> **YOUR TASK**: State how many lines of the rows contain the word "distant", and give only that number. Case counts.
╭─ RECORD EXCERPTS
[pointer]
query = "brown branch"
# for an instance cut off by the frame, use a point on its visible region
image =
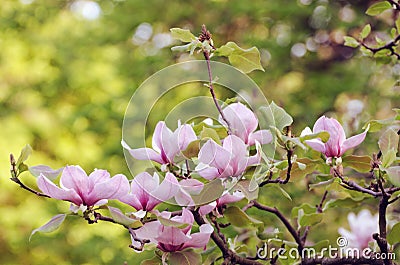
(283, 219)
(229, 256)
(341, 261)
(206, 36)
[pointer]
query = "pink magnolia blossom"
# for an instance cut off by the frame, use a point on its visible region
(337, 143)
(362, 226)
(243, 122)
(173, 238)
(83, 190)
(219, 203)
(230, 159)
(166, 144)
(188, 187)
(147, 192)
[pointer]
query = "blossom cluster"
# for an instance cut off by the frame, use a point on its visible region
(224, 160)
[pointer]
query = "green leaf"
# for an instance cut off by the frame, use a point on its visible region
(393, 236)
(211, 191)
(365, 31)
(388, 144)
(298, 171)
(394, 175)
(47, 171)
(275, 115)
(306, 207)
(244, 186)
(321, 184)
(192, 150)
(121, 218)
(310, 219)
(188, 257)
(342, 203)
(169, 222)
(378, 8)
(224, 51)
(238, 218)
(153, 261)
(358, 163)
(350, 42)
(25, 153)
(209, 133)
(377, 125)
(246, 60)
(183, 35)
(324, 136)
(51, 225)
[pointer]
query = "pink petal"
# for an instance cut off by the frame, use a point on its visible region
(206, 209)
(142, 185)
(74, 177)
(200, 239)
(352, 142)
(230, 198)
(316, 144)
(114, 188)
(167, 189)
(149, 230)
(185, 135)
(49, 188)
(261, 136)
(193, 186)
(172, 236)
(147, 154)
(214, 155)
(132, 200)
(241, 120)
(97, 176)
(207, 172)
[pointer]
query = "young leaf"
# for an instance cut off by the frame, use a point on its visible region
(310, 219)
(359, 163)
(365, 31)
(183, 35)
(276, 115)
(50, 226)
(25, 153)
(244, 186)
(350, 42)
(388, 144)
(121, 218)
(211, 191)
(378, 8)
(238, 218)
(393, 236)
(188, 257)
(210, 133)
(47, 171)
(246, 60)
(394, 175)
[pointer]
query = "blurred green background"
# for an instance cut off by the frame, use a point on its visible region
(69, 68)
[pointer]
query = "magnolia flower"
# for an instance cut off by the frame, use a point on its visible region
(188, 187)
(219, 203)
(243, 123)
(166, 144)
(337, 143)
(230, 159)
(173, 238)
(147, 192)
(83, 190)
(362, 227)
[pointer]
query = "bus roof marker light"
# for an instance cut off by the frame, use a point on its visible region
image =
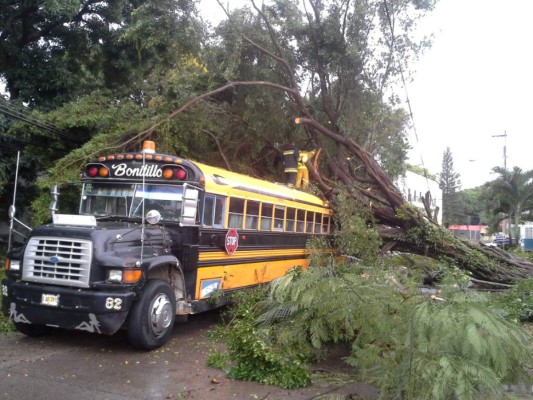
(168, 173)
(148, 147)
(181, 173)
(103, 172)
(92, 171)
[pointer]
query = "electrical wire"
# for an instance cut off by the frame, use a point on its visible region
(10, 111)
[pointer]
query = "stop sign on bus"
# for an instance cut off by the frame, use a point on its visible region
(232, 241)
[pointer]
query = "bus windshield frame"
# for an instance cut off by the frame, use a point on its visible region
(131, 200)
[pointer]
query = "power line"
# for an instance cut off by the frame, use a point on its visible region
(10, 111)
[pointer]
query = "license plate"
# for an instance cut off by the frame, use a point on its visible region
(51, 300)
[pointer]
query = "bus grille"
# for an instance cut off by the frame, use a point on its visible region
(58, 261)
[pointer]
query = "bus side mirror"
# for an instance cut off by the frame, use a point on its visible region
(153, 217)
(55, 197)
(189, 207)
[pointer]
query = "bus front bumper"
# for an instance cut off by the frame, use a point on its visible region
(93, 311)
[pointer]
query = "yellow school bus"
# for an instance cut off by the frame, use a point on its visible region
(156, 236)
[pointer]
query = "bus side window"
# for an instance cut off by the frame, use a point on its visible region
(300, 224)
(291, 218)
(310, 221)
(325, 224)
(208, 210)
(266, 217)
(236, 213)
(318, 223)
(219, 211)
(279, 218)
(252, 214)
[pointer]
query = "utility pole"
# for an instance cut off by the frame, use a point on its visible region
(504, 136)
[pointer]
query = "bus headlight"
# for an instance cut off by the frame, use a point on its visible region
(12, 265)
(114, 275)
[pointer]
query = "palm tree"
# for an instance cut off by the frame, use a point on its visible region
(511, 195)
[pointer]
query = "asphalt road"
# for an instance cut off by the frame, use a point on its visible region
(77, 365)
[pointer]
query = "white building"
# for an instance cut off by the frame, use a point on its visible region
(414, 187)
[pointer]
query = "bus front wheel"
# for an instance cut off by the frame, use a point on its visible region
(152, 317)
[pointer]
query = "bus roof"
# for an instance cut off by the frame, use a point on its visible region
(224, 182)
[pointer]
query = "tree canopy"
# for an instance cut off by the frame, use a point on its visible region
(231, 94)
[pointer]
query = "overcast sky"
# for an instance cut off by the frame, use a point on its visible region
(475, 82)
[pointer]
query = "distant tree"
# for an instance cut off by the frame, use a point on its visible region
(471, 200)
(510, 196)
(52, 51)
(450, 184)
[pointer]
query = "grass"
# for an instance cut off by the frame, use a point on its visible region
(5, 323)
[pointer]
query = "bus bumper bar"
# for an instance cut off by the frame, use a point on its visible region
(77, 309)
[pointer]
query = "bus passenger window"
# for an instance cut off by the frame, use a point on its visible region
(318, 223)
(208, 211)
(266, 217)
(310, 221)
(252, 214)
(236, 213)
(325, 224)
(300, 221)
(291, 218)
(279, 218)
(219, 211)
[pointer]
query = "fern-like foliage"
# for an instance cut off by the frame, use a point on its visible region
(453, 344)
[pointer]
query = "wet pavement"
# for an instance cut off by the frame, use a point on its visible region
(78, 365)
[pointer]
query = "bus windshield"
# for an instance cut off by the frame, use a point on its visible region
(131, 200)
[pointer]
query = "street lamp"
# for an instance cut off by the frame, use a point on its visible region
(504, 148)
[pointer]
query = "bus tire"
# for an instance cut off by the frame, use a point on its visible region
(32, 330)
(152, 317)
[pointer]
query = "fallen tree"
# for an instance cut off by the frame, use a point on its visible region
(402, 228)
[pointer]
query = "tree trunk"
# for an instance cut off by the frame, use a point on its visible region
(370, 185)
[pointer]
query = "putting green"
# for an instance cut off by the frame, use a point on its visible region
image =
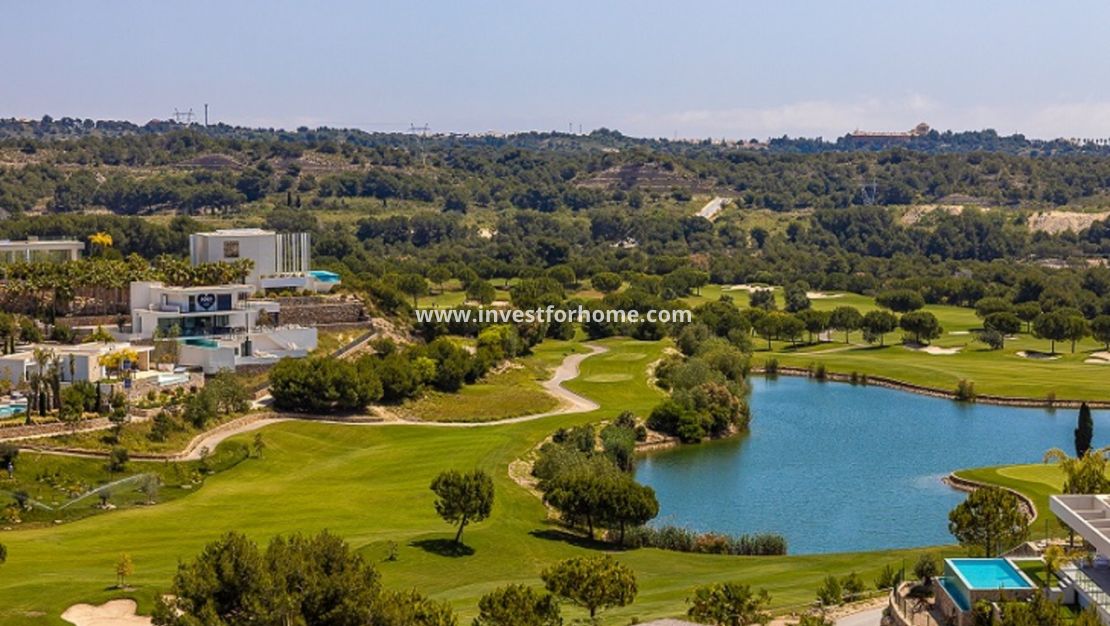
(370, 484)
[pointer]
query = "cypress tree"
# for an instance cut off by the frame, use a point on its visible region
(1085, 431)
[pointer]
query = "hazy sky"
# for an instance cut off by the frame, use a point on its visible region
(647, 68)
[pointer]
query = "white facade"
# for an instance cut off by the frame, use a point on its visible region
(281, 260)
(40, 250)
(218, 326)
(1089, 516)
(79, 362)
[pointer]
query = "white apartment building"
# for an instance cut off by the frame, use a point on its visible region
(220, 327)
(281, 260)
(40, 250)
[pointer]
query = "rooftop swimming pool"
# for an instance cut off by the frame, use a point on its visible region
(989, 574)
(324, 275)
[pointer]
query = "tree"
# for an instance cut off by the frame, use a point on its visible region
(1085, 431)
(123, 568)
(729, 604)
(830, 593)
(1085, 474)
(878, 323)
(797, 298)
(816, 322)
(517, 605)
(1027, 312)
(606, 282)
(463, 497)
(413, 284)
(926, 567)
(439, 274)
(922, 324)
(312, 581)
(1003, 322)
(990, 518)
(1053, 326)
(763, 299)
(592, 583)
(1100, 330)
(481, 291)
(900, 301)
(258, 446)
(846, 319)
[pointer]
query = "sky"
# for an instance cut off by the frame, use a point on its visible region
(647, 68)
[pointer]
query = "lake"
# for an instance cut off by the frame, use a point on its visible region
(837, 467)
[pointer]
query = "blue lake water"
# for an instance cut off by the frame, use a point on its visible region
(837, 467)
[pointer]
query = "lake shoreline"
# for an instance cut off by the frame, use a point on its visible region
(934, 392)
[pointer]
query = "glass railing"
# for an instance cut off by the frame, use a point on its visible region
(1090, 588)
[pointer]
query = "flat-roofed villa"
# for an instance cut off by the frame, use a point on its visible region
(219, 326)
(1089, 579)
(32, 250)
(80, 362)
(282, 261)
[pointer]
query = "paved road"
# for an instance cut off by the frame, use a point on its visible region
(866, 618)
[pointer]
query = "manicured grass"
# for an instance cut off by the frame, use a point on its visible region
(370, 485)
(1000, 372)
(1036, 482)
(507, 394)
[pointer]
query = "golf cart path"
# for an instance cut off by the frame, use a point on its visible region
(569, 403)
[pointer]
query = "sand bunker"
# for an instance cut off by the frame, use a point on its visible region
(932, 349)
(1099, 359)
(113, 613)
(1038, 355)
(747, 288)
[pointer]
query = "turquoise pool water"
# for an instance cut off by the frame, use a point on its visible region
(837, 467)
(989, 573)
(325, 276)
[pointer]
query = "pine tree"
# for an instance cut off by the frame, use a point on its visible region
(1085, 431)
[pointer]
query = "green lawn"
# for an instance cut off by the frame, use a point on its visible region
(505, 394)
(370, 485)
(1037, 482)
(999, 372)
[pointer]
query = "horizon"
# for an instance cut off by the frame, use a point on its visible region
(718, 70)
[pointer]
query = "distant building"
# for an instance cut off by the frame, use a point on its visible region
(220, 327)
(281, 260)
(40, 250)
(888, 137)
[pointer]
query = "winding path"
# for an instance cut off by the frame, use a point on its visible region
(569, 403)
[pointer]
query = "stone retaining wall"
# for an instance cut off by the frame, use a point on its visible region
(310, 311)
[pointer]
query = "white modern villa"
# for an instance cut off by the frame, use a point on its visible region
(282, 261)
(80, 362)
(220, 327)
(40, 250)
(1089, 517)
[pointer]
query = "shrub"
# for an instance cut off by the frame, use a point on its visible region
(965, 391)
(830, 593)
╰─
> **OUTPUT FOR THIS TASK**: 2